◆ WORK INSTRUCTIONS:
**a)** In the forum discussion on differential equations, what technique does the reply name as the usual way to solve differential equation systems?
**b)** Write the next reply in the forum discussion on differential equations, picking up after its final question.

I interpret this as "finding a solution to an initial value problem" which means ...

The Tortoise-Man said:
Is there any good intuition how to think about it?
... a path (flow) through the vector field described by the differential equations. Examples of stable solutions are attractors, repellers of unstable solutions. A singleton (point) ##\{p\}## can also be a stable solution.

The Tortoise-Man said:
Has it some direct connection with naive notion of the concept of an " intergral" in mathematics?
Only in so far as integration is usually the technique to solve differential equation systems.

Maybe you want to read:
https://www.physicsforums.com/insights/differential-equation-systems-and-nature/
where you can find examples.
The Tortoise-Man said:
On my search I found following promising concise interpretation here in Mathoverflow for it ...
As long as we do not have the book or see what Bühler meant by "quadratures", as long is it meaningless to discuss his quote referenced in MO. "Sequence of integrals" is the closest meaning we can read from the quotation. I was even a bit more cautious when I said "integration as the technique to find flows".

The Tortoise-Man said:
But then, what mean for a solution of the given system of DiffEqs to be given as "a sequence of quadratures"?

◆ MATERIAL SUPPLIED:
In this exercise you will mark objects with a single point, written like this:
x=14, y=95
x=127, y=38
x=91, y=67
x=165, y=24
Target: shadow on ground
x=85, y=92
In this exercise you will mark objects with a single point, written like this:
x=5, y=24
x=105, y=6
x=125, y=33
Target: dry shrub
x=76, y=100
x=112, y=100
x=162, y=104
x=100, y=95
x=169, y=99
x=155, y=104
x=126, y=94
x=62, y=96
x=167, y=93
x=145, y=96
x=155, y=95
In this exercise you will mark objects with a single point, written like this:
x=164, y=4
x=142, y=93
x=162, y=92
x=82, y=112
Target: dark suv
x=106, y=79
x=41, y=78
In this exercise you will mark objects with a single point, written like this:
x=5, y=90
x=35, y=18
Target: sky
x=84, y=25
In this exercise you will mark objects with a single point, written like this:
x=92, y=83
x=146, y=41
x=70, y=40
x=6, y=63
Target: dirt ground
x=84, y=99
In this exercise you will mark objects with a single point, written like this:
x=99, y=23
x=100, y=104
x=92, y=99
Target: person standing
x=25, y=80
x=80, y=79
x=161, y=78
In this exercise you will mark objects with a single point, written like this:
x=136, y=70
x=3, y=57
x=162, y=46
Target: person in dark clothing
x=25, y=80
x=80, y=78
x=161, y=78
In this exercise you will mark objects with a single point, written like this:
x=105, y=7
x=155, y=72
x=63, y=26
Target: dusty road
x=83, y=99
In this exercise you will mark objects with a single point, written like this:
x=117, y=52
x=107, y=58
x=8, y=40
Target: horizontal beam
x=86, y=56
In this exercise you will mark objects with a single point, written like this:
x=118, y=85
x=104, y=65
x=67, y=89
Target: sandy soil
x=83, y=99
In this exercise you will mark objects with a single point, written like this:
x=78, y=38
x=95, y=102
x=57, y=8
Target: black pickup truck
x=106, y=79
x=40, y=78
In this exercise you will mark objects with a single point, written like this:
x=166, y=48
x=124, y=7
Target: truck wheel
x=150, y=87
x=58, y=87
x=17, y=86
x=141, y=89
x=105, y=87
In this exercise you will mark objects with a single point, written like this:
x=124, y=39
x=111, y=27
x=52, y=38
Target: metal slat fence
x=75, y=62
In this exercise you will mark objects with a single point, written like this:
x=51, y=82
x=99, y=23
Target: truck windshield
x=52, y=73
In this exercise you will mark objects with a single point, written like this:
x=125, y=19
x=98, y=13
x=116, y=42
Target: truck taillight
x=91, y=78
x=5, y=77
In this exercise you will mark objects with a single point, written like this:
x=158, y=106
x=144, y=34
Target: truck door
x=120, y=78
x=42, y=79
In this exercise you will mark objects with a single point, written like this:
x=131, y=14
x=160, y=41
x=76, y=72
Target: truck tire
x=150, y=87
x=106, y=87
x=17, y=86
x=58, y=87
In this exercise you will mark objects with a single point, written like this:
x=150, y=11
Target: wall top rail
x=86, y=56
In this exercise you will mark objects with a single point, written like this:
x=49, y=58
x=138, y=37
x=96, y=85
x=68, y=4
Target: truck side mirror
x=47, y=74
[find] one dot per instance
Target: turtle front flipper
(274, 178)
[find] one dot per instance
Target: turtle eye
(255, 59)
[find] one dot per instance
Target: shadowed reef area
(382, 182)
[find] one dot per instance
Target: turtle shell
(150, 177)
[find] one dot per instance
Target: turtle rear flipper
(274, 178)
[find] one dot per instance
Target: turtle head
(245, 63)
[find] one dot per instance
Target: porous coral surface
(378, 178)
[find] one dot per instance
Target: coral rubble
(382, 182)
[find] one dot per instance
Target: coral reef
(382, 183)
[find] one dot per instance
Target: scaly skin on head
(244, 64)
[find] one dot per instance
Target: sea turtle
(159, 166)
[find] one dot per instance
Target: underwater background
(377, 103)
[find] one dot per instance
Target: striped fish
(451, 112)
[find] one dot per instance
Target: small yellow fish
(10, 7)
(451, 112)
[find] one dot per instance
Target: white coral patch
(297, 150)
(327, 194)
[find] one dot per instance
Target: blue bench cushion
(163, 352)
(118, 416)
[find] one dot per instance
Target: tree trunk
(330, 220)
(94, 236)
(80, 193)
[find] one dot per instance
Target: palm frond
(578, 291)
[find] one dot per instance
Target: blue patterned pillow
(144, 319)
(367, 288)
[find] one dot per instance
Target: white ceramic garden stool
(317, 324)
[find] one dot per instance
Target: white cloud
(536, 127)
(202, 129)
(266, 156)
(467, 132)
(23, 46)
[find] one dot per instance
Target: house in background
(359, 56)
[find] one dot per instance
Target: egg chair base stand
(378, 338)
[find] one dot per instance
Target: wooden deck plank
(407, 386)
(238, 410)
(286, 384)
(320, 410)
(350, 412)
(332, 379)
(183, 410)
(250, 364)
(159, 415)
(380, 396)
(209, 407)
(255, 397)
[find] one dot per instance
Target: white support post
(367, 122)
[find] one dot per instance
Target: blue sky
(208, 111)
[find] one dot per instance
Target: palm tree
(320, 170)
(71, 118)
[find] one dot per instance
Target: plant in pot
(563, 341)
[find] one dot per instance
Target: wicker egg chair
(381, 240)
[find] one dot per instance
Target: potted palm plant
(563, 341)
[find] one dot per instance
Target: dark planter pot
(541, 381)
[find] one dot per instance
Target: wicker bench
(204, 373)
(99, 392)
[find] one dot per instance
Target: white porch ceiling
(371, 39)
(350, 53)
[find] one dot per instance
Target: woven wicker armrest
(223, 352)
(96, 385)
==
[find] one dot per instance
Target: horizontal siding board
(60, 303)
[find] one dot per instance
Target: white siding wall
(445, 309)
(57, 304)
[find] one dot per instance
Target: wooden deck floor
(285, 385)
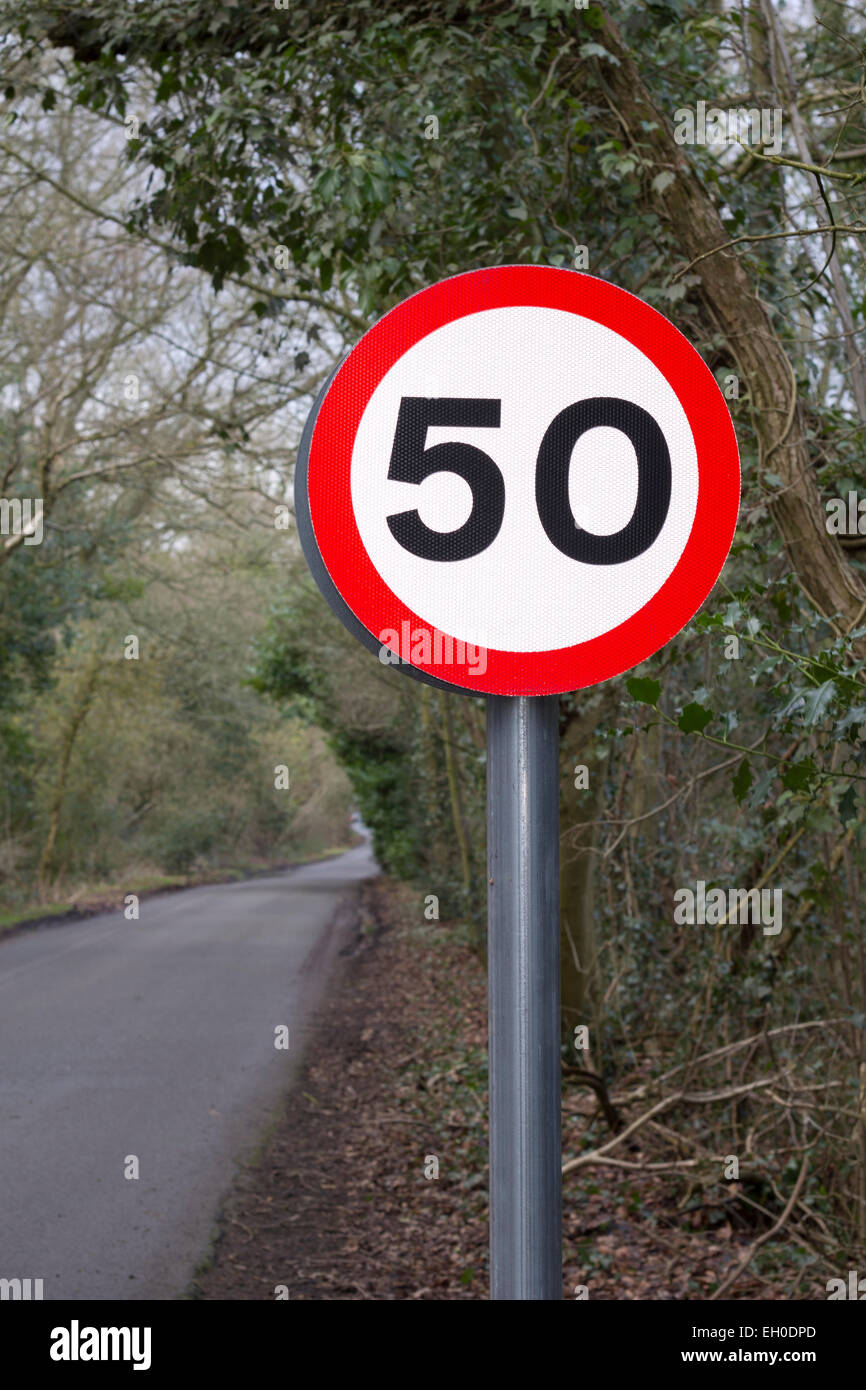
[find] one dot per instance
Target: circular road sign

◆ IN RESPONSE:
**a)** Integration.

**b)**
A sequence of (possibly numeric) integrations. Or as I would phrase it: "following a flow through the given vector field". Maybe - but this is a guess - the term "quadrature" stems from the Newton-Raphson algorithm to determine numerical solutions (approximations) to non-linear equations. This algorithm can be called quadratic.

The Tortoise-Man said:
This sounds very "integralic" but I not know what such solutions look like. Are they literally expressible in terms of certain integrals? How such a solution function realized as "sequence of quadratures" looks like? An example?
See the article I linked above. Here is another example (the linked section #6)
https://www.physicsforums.com/insig...ion-and-eulers-number/#The-Exponential-Ansatz
 
  • #5
fresh_42 said:
I interpret this as "finding a solution to an initial value problem" which means ...
I do think more is meant by integrable in OPs case. Particularly, I think it means something more akin to what is discussed here: integrable systems.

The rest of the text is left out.